• Text section:
ROOT::Math::IMultiGenFunction * TMinuitMinimizer::fgFunc = 0; 
TMinuit * TMinuitMinimizer::fgMinuit = 0;
bool TMinuitMinimizer::fgUsed = false; 

ClassImp(TMinuitMinimizer)


TMinuitMinimizer::TMinuitMinimizer(ROOT::Minuit::EMinimizerType type ) : 
   fUsed(false),
   fDim(0),
   fStrategy(1),
   fType(type), 
   fMinuit(fgMinuit)
{
   // Constructor for TMinuitMinimier class via an enumeration specifying the minimization 
   // algorithm type. Supported types are : kMigrad, kSimplex, kCombined (a combined 
   // Migrad + Simplex minimization) and kMigradImproved (a Migrad mininimization folloed by an 
   // improved search for global minima). The default type is Migrad (kMigrad). 
}

TMinuitMinimizer::TMinuitMinimizer(const char *  type ) : 
   fUsed(false),
   fDim(0),
   fStrategy(1),
   fMinuit(fgMinuit)

• Data extract:
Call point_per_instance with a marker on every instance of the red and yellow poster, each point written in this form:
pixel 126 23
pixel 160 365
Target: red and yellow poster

• Objectives:
#1 In the TMinuitMinimizer code, what is the default minimization type stated in the constructor comment?
#2 Continue the TMinuitMinimizer code from the point where it stops.

• Responses per task:
#1 Migrad (kMigrad).

#2
{
   // constructor from a char * for the algorithm type, used by the plug-in manager
   // The names supported (case unsensitive) are: 
   //  Migrad (default), Simplex, Minimize (for the combined Migrad+ Simplex) and Migrad_imp 

   // select type from the string
   std::string algoname(type);
   std::transform(algoname.begin(), algoname.end(), algoname.begin(), (int(*)(int)) tolower ); 

   ROOT::Minuit::EMinimizerType algoType = ROOT::Minuit::kMigrad; 
   if (algoname == "simplex")   algoType = ROOT::Minuit::kSimplex; 
   if (algoname == "minimize" ) algoType = ROOT::Minuit::kCombined; 
   if (algoname == "migradimproved" ) algoType = ROOT::Minuit::kMigradImproved; 
   if (algoname == "scan" )           algoType = ROOT::Minuit::kScan; 

   fType = algoType; 
}

TMinuitMinimizer::~TMinuitMinimizer() 
{
   // Destructor implementation.
#ifndef USE_STATIC_TMINUIT
   if (fMinuit) delete fMinuit; 
#endif
}

TMinuitMinimizer::TMinuitMinimizer(const TMinuitMinimizer &) : 
   Minimizer()
{
   // Implementation of copy constructor (it is private).
}

TMinuitMinimizer & TMinuitMinimizer::operator = (const TMinuitMinimizer &rhs) 
{
   // Implementation of assignment operator (private)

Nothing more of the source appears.